_Task requirements_
1: What is the Spanish translation of this sentence from the article on lab-grown sperm and eggs: "The most significant implication of IVG technology is the democratization of parenthood."
2: Can you write the next paragraph of the article on lab-grown sperm and eggs, picking up after its final sentence?

_Page text_
=== Begin Enclosure ===

Lab-Grown Sperm And Eggs: Customizing Future Children Could Be Just Around The Corner
The advancement could offer new possibilities for same-sex couples and individuals with fertility challenges
Human Fertilization and Embryology Authority (HFEA) has announced scientists are close to pulling off the seemingly impossible: Growing human eggs and sperm in the lab.
This could potentially revolutionize reproductive medicine, enabling people of any gender or sexual orientation to have biologically related children without traditional sex or egg and sperm donation.
According to The Guardian, HFEA's last meeting showed that this technology, called in vitro gametogenesis (IVG), may be here in just ten years, the Guardian reported.
Technology reprograms stem cells or skin cells to act as either eggs or sperm, a technique that has been successful in mice.
Scientists produced a healthy offspring from two male mice. While the leap from mice to humans is a huge challenge, researchers believe that it could be achieved within the next two to ten years.
The most significant implication of IVG technology is the democratization of parenthood.
Peter Thompson, chief executive of HFEA, told The Guardian it could offer individuals with low fertility counts or same-sex couples the chance to have biological children.

=== End Enclosure ===

_Given data_
=== Begin Enclosure ===

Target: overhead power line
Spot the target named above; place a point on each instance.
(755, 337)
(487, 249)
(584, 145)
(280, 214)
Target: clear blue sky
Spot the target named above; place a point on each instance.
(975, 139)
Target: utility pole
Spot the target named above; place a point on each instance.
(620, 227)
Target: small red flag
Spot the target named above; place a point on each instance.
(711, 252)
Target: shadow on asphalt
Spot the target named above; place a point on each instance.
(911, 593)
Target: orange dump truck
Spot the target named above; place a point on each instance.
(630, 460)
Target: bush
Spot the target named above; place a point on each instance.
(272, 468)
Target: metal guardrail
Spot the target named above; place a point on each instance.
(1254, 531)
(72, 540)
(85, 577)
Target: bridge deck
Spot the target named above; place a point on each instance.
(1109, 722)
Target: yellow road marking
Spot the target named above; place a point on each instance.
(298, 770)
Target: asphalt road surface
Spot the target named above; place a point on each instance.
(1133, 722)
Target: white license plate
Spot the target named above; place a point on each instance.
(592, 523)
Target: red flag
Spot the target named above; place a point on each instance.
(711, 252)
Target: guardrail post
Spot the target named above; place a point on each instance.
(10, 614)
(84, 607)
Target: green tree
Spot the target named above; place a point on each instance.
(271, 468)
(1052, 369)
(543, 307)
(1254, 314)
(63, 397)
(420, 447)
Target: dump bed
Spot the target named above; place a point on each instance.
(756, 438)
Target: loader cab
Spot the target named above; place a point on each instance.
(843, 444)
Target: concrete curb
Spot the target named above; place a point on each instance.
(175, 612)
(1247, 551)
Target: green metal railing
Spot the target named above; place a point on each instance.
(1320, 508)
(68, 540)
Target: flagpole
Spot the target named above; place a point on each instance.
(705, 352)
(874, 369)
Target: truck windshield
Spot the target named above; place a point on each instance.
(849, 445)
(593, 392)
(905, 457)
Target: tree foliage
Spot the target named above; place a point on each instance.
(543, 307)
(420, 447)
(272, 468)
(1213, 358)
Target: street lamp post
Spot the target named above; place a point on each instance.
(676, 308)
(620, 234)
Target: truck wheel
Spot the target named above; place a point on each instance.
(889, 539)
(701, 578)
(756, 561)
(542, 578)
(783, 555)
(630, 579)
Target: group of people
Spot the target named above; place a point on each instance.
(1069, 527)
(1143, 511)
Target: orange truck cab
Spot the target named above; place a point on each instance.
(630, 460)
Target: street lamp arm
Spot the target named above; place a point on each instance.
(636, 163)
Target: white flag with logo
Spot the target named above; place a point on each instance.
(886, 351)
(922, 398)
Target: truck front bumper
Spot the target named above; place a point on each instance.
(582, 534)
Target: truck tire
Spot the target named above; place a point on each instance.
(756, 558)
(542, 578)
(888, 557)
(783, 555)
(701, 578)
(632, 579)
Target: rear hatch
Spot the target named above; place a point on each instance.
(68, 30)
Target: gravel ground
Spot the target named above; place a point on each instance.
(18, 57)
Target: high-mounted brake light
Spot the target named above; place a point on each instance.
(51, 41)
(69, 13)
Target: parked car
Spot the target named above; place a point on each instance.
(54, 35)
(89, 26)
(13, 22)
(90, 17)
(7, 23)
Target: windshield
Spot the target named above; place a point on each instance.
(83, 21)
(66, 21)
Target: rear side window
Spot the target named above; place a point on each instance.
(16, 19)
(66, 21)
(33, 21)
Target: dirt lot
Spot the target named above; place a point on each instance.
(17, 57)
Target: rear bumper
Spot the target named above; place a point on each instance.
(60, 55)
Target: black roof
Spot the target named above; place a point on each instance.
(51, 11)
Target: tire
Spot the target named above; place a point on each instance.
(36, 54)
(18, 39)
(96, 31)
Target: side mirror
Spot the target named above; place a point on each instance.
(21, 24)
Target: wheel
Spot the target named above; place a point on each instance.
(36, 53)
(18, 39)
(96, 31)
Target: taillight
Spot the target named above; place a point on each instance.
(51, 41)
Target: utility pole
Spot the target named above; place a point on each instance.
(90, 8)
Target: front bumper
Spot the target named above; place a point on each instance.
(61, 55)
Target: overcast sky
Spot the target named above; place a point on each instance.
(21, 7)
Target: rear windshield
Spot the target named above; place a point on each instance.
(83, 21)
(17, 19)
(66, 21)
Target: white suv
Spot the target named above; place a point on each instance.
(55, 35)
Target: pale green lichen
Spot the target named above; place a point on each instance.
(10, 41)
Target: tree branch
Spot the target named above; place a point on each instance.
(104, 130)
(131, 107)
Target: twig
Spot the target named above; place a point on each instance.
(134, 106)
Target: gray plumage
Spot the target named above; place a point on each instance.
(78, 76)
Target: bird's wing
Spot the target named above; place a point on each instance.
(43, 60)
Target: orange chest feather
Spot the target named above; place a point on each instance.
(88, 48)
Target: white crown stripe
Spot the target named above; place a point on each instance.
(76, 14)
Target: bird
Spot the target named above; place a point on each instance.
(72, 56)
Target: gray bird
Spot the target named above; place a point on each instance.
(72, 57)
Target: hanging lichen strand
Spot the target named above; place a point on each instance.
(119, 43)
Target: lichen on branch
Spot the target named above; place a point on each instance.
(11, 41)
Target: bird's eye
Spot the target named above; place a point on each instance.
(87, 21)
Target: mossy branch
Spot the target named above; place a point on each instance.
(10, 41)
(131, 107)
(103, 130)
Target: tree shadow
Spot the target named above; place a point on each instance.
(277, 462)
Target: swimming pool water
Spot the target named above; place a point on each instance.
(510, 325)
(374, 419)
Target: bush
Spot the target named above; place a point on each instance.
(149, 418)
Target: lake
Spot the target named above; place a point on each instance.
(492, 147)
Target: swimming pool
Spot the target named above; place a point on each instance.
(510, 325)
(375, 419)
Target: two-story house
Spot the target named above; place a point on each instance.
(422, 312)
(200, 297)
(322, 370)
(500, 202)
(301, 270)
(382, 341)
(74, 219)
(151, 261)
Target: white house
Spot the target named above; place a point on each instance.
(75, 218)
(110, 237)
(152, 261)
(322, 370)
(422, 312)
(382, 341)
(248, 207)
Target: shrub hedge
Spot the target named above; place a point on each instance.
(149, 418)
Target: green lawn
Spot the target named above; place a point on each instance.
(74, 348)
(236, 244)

=== End Enclosure ===

_Responses by task_
1: La implicación más significativa de la tecnología IVG es la democratización de la parentalidad.

2:
IVG might even make way for the possibility of multi-parent couples having genetically related children which could lead to significant ethical issues.
The conception of a child from the genetic contributions of three or more parents evokes questions about the title "parent" and what rights will be attributed to such children.
As Julia Chain, chair of HFEA, admitted, "It feels like we ought to have Steven Spielberg on this committee."
However, public opinion on IVG is generally positive, particularly in the context of fertility treatment.
Studies conducted in the UK, Belgium, the Netherlands, and Japan support the technology, especially since it would use a patient's cells and be less invasive than traditional IVF.
However, there are concerns about how the approach could be misused.
HFEA acknowledges the issues, Gizmodo reports.